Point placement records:
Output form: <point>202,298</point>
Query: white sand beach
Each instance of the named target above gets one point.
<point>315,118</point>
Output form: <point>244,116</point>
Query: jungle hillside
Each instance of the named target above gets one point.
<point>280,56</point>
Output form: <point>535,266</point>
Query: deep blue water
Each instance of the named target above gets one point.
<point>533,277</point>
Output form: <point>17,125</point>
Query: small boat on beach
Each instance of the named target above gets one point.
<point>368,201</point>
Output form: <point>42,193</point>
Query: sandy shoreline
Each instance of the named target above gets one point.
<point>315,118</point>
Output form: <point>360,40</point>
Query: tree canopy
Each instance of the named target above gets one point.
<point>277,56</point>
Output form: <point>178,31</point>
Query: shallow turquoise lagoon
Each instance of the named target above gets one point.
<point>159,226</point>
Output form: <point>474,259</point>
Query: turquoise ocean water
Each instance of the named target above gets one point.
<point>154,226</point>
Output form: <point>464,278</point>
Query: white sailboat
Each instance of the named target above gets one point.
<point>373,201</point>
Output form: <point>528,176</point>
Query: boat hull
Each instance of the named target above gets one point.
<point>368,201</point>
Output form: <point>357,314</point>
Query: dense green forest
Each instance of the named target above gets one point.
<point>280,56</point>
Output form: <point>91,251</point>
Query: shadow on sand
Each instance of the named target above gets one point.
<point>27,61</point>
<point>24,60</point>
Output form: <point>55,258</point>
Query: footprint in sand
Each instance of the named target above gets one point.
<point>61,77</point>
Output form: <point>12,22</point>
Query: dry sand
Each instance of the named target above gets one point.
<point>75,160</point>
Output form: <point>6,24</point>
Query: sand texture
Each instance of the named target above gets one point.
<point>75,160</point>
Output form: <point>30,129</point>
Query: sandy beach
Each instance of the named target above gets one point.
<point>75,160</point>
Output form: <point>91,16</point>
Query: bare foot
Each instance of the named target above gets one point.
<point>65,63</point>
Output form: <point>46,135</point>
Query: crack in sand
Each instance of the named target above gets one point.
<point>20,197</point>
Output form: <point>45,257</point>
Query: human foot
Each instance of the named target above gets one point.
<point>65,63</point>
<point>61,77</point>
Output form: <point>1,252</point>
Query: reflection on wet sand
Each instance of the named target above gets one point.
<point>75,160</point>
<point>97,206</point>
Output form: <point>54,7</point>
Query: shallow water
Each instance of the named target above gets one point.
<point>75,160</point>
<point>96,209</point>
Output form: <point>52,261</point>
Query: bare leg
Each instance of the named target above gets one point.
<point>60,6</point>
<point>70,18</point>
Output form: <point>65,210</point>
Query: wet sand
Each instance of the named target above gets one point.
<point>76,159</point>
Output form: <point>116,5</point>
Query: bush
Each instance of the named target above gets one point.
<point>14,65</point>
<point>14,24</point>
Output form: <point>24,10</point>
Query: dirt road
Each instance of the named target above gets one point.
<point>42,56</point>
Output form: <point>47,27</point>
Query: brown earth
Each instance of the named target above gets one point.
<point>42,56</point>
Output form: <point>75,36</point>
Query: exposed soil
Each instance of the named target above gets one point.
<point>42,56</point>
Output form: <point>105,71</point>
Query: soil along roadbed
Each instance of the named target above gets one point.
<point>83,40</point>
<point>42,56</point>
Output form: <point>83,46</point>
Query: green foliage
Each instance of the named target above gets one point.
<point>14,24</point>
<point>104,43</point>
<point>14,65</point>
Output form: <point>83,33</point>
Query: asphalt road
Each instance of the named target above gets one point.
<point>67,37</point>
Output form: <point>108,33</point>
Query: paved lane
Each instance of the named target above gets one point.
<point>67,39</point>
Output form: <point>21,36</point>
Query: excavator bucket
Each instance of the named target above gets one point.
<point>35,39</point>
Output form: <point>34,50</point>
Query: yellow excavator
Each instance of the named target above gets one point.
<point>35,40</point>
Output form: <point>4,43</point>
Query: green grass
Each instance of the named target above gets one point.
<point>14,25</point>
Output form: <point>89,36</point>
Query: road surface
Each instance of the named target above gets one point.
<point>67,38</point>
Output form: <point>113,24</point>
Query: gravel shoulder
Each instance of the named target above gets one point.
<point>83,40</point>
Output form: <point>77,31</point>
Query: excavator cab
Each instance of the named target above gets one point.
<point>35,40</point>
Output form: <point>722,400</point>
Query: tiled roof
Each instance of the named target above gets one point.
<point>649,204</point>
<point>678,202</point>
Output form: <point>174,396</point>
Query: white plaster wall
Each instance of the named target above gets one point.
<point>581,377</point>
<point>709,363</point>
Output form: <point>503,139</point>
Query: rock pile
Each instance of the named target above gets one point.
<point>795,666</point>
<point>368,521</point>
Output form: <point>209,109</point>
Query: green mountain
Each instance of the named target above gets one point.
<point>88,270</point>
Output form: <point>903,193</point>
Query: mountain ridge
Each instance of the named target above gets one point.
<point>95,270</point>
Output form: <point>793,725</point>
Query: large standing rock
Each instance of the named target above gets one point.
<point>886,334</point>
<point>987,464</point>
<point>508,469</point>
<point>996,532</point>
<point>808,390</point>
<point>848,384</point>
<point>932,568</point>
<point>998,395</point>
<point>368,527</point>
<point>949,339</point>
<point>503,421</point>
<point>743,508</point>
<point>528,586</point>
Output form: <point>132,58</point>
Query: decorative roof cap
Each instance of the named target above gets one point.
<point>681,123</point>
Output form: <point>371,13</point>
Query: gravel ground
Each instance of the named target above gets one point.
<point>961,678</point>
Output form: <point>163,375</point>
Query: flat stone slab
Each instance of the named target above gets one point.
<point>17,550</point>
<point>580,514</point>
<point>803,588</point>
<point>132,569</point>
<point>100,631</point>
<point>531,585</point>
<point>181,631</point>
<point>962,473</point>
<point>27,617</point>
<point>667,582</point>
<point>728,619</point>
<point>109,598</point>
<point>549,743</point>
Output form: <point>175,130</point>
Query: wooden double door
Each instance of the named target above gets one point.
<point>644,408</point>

[What is asked] Can you scale the stretch from the line containing "Output form: <point>34,50</point>" through the line containing "<point>368,521</point>", both included, by rewriting every line in it, multiplying each coordinate in the answer points by 2.1 and rounding to whole numbers with halves going up? Give only those lines, with all other lines and numbers left unchanged.

[Final answer]
Output form: <point>34,50</point>
Query: yellow excavator
Each instance of the named target above gets one point.
<point>74,84</point>
Output form: <point>4,43</point>
Query: green grass
Each instance of the named target above gets one point.
<point>29,53</point>
Output form: <point>89,36</point>
Query: road surface
Each instance of the named target above gets one point.
<point>141,80</point>
Output form: <point>113,24</point>
Query: gravel shoulder
Each instance of the named target above gets one point.
<point>174,84</point>
Output form: <point>77,31</point>
Query: excavator cab
Each instance of the named target above gets one point.
<point>74,84</point>
Output form: <point>722,400</point>
Query: tiled roof
Each instance of the named target above gets one point.
<point>1363,428</point>
<point>1424,424</point>
Output form: <point>174,396</point>
Query: white plaster wall
Each instance of the named target above gets one point.
<point>1220,792</point>
<point>1489,762</point>
Output form: <point>503,139</point>
Query: rock pile
Each instance of the named target above gets one point.
<point>1670,1399</point>
<point>773,1094</point>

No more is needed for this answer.